=== Request 1 ===
According to the WebRTC talk summary, which three JavaScript APIs does the talk introduce?

Talks

WebRTC Change Communcations Forever

WebRTC Change Communcations Forever

by Greg Baugues

In the presentation titled 'WebRTC Change Communications Forever,' Greg Baugues, Developer Evangelist for Twilio, delves into the transformative potential of WebRTC (Web Real-Time Communication) technology, which facilitates native peer-to-peer communication directly within web browsers. The talk provides a historical context for the evolution of communication technologies, reflecting on advancements from the telegraph to the personal computer. Baugues emphasizes the implications of WebRTC across various applications. The key points include:

  • Evolution of Communication: The presentation begins with a nostalgic reference to EPCOT's depiction of past communication technologies and highlights that WebRTC represents the newest advancement in this long evolution.
  • What is WebRTC?: Baugues explains WebRTC as an open set of protocols that allows real-time communication via browsers without requiring external plugins. This provides developers with a simpler way to integrate voice, video, and data sharing into their applications.
  • APIs Offered by WebRTC: The talk introduces three primary JavaScript APIs within WebRTC: getUserMedia, RTC Peer Connection, and RTC Data Channel. These APIs enable media capture, connection establishment between browsers, and data exchange, allowing for innovative applications beyond traditional video communication.
  • Peer-to-Peer Advantage: WebRTC establishes secure, direct connections between browsers, which enhances data transfer speed and privacy by eliminating the need for a central server. This model opens opportunities for peer-to-peer applications like a distributed CDN and in-browser file sharing (similar to BitTorrent).
  • Real-World Applications: Baugues discusses how developers are leveraging WebRTC for various use cases beyond video conferencing, including gaming, collaborative tools, and customer service applications.
  • Challenges and Limitations: The presentation also addresses the current limitations of WebRTC, including compatibility issues with certain browsers (e.g., complete support in Chrome and Firefox, but limited support in iOS) and the need for signal management to establish connections.
  • Getting Started with WebRTC: Finally, Baugues encourages developers to explore building applications using WebRTC and highlights libraries like Simple WebRTC for simplifying this process. He also promotes Twilio Client as an option for integrating communication capabilities in web applications, enabling both browser-to-browser and browser-to-telephone interactions.

In conclusion, Baugues advocates for the significant impact WebRTC will have on the future of communication, urging developers to utilize this technology to enhance their applications and foster better communication solutions.

=== The data ===
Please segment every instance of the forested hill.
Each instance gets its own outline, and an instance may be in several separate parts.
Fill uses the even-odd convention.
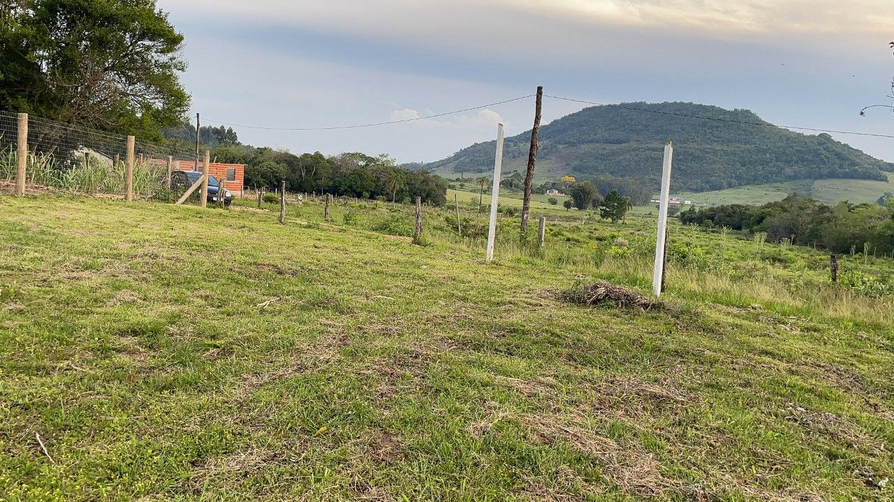
[[[692,103],[628,103],[594,106],[540,130],[538,172],[557,179],[613,176],[656,187],[662,152],[674,143],[674,189],[715,190],[802,179],[855,178],[884,180],[894,164],[873,158],[827,134],[805,135],[774,127],[747,110],[725,110]],[[722,121],[681,117],[697,115]],[[530,131],[506,139],[503,172],[524,172]],[[425,169],[446,175],[488,172],[494,142],[478,143]]]

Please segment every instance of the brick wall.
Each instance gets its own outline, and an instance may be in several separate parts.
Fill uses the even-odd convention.
[[[176,161],[174,163],[176,164],[174,169],[181,171],[192,171],[192,168],[195,167],[195,163],[192,161]],[[235,180],[225,180],[228,169],[232,169],[235,172]],[[202,170],[201,163],[198,164],[198,170]],[[224,186],[231,192],[238,193],[245,182],[245,164],[211,163],[208,164],[208,174],[223,181]]]

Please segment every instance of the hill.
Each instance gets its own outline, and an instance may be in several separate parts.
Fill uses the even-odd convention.
[[[654,218],[544,208],[527,251],[502,219],[485,266],[465,204],[472,237],[426,206],[424,246],[375,202],[0,209],[4,500],[891,496],[894,304],[822,252],[673,222],[641,312],[561,293],[647,289]]]
[[[873,158],[827,134],[812,136],[741,123],[768,123],[747,110],[692,103],[622,106],[654,113],[594,106],[543,126],[537,157],[541,179],[555,180],[561,174],[581,180],[611,176],[657,188],[662,151],[669,139],[675,146],[674,190],[700,192],[828,178],[885,181],[882,172],[894,172],[894,163]],[[506,139],[504,172],[524,172],[529,140],[530,131]],[[425,167],[448,177],[458,172],[489,172],[493,168],[493,141],[478,143]]]

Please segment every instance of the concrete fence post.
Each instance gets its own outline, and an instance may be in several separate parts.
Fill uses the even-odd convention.
[[[413,244],[419,244],[422,238],[422,197],[416,197],[416,228],[413,230]]]
[[[25,166],[28,165],[28,113],[19,113],[19,147],[15,159],[15,195],[25,195]]]
[[[285,223],[285,180],[280,181],[280,224]]]
[[[124,157],[124,200],[133,200],[133,137],[127,137],[127,155]]]

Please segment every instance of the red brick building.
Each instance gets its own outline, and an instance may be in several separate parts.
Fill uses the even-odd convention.
[[[192,171],[195,165],[192,161],[175,161],[173,169]],[[199,163],[198,171],[201,170],[202,164]],[[245,182],[245,164],[212,163],[208,164],[208,174],[223,181],[227,189],[238,194]]]

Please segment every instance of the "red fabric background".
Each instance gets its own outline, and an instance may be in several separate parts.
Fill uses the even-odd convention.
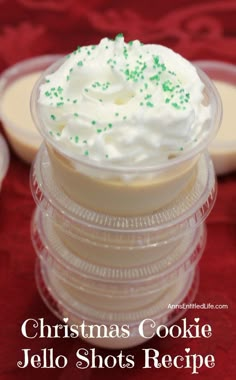
[[[174,5],[173,5],[174,4]],[[174,7],[174,8],[173,8]],[[127,39],[162,43],[188,59],[219,59],[236,64],[236,2],[188,0],[0,0],[0,71],[13,63],[45,53],[67,53],[77,45],[97,43],[101,37],[123,32]],[[23,338],[20,327],[27,318],[58,321],[40,299],[34,280],[35,253],[30,241],[34,209],[29,190],[29,167],[11,152],[11,165],[0,194],[0,379],[190,379],[190,370],[142,369],[142,347],[133,369],[75,367],[75,352],[87,347],[80,340]],[[219,180],[216,205],[208,219],[208,242],[201,260],[201,282],[196,302],[228,304],[229,309],[192,310],[190,322],[200,317],[210,323],[210,339],[154,338],[143,347],[161,354],[177,355],[190,347],[192,353],[214,354],[216,366],[202,368],[197,378],[234,379],[236,375],[236,175]],[[38,353],[53,347],[66,355],[63,369],[19,369],[21,350]],[[109,352],[98,349],[97,353]]]

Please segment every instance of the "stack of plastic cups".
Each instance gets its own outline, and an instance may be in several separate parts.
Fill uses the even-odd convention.
[[[126,339],[88,338],[92,344],[138,345],[146,340],[139,334],[141,321],[170,325],[184,310],[169,305],[192,302],[196,295],[196,267],[206,242],[204,221],[216,196],[206,148],[220,123],[219,97],[199,71],[206,88],[204,102],[211,104],[212,112],[202,141],[166,164],[102,167],[87,157],[70,157],[43,125],[37,99],[45,75],[34,88],[31,104],[45,138],[31,172],[40,294],[70,325],[104,325],[108,335],[114,325],[129,326]],[[146,336],[151,336],[150,329],[146,324]]]

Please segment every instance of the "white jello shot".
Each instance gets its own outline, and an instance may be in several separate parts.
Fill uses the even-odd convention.
[[[80,260],[86,260],[91,268],[94,266],[94,271],[102,266],[102,275],[104,265],[114,272],[118,268],[133,268],[139,276],[145,270],[153,273],[155,262],[173,255],[180,258],[189,245],[193,246],[196,229],[214,205],[215,173],[207,154],[201,155],[196,171],[192,186],[158,212],[117,218],[85,209],[72,201],[53,180],[47,149],[42,145],[30,181],[42,214],[40,229],[45,232],[41,234],[52,237],[56,257],[70,261],[73,267],[81,268]],[[140,272],[136,270],[138,266]]]
[[[0,119],[15,153],[27,163],[35,157],[42,137],[30,113],[30,95],[41,73],[60,55],[34,57],[16,63],[0,75]]]
[[[0,190],[2,187],[2,181],[4,180],[8,170],[9,160],[10,156],[6,141],[0,134]]]
[[[222,124],[209,152],[216,174],[227,174],[236,170],[236,66],[220,61],[196,61],[196,65],[213,80],[221,96]]]
[[[121,216],[153,213],[191,185],[221,116],[204,73],[170,49],[121,35],[51,66],[31,105],[63,191]]]

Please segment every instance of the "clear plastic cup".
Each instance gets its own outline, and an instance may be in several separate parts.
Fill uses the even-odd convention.
[[[32,162],[42,143],[42,137],[33,125],[30,115],[30,94],[40,73],[60,57],[61,55],[45,55],[26,59],[6,69],[0,75],[0,119],[13,150],[27,163]],[[7,109],[4,107],[8,90],[19,80],[29,78],[31,75],[32,79],[28,79],[29,82],[22,82],[21,98],[12,99],[12,112],[10,112],[9,106]],[[15,111],[14,107],[20,108]]]
[[[198,74],[205,84],[204,103],[211,105],[211,114],[202,140],[182,155],[171,157],[165,163],[147,167],[101,165],[87,157],[74,158],[52,138],[43,124],[37,103],[39,87],[46,75],[55,71],[64,58],[46,70],[34,87],[31,110],[39,132],[46,140],[55,181],[75,202],[95,211],[110,215],[132,216],[155,212],[165,206],[195,180],[196,162],[215,136],[221,119],[221,102],[218,93],[201,71]],[[124,177],[129,180],[124,180]]]
[[[202,155],[192,186],[156,213],[135,217],[97,213],[79,206],[56,184],[44,146],[32,166],[31,190],[40,210],[52,220],[54,234],[75,259],[114,268],[150,264],[180,247],[184,252],[216,198],[213,165],[208,155]]]
[[[156,326],[173,324],[184,315],[186,309],[170,309],[168,305],[192,303],[199,284],[198,272],[194,270],[186,273],[180,281],[170,287],[165,295],[157,297],[148,308],[145,307],[127,313],[122,313],[122,311],[120,313],[106,313],[80,303],[71,297],[63,287],[58,288],[50,278],[49,272],[50,267],[45,268],[40,265],[40,262],[37,262],[37,287],[48,308],[64,323],[66,322],[70,326],[78,326],[80,338],[85,339],[86,342],[91,343],[93,346],[108,349],[129,348],[146,342],[148,339],[142,337],[139,333],[139,324],[145,318],[152,319]],[[84,338],[80,329],[83,322],[88,326],[104,325],[108,333],[111,330],[111,325],[117,324],[119,327],[128,325],[130,334],[127,338],[97,338],[96,336],[94,338]],[[146,336],[151,336],[153,330],[150,325],[144,328],[144,333]]]
[[[212,80],[229,84],[235,87],[236,94],[236,65],[220,61],[195,61],[201,70],[203,70]],[[217,86],[217,83],[216,83]],[[219,91],[220,92],[220,91]],[[221,93],[220,93],[221,94]],[[216,138],[209,146],[209,152],[214,162],[215,170],[218,175],[226,174],[236,170],[236,127],[235,127],[235,109],[231,101],[231,108],[228,108],[227,99],[223,98],[223,122],[220,128],[219,136],[223,135],[224,129],[232,129],[232,135],[227,138]],[[226,112],[232,112],[226,115]],[[230,123],[229,125],[226,123]]]
[[[9,149],[5,139],[0,135],[0,190],[2,187],[2,181],[7,173],[10,161]]]
[[[38,257],[44,265],[50,267],[51,273],[75,292],[82,290],[85,297],[86,294],[90,294],[94,297],[93,304],[99,302],[100,297],[107,299],[114,296],[121,302],[128,296],[135,299],[147,295],[155,296],[157,291],[163,291],[197,265],[206,243],[206,229],[202,224],[194,230],[190,238],[183,238],[182,246],[167,256],[160,258],[157,252],[152,263],[145,263],[143,260],[142,264],[133,263],[132,267],[125,264],[115,267],[109,266],[106,261],[100,265],[91,263],[89,255],[87,260],[75,256],[60,242],[52,229],[51,220],[39,209],[32,221],[31,236]],[[145,253],[145,249],[139,252],[143,256]],[[126,254],[132,256],[132,252],[129,251]],[[140,302],[148,301],[144,298]],[[121,308],[121,305],[113,307]]]

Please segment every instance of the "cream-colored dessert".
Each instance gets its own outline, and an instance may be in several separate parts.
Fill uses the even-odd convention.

=== Request 2 ===
Show every line of the entries that contains the string "brick". Matching is case-sensitive.

=== Response 1 ===
getUserMedia, RTC Peer Connection, and RTC Data Channel.

=== Response 2 ===
Please segment every instance of the brick wall.
Please segment every instance of the red brick building.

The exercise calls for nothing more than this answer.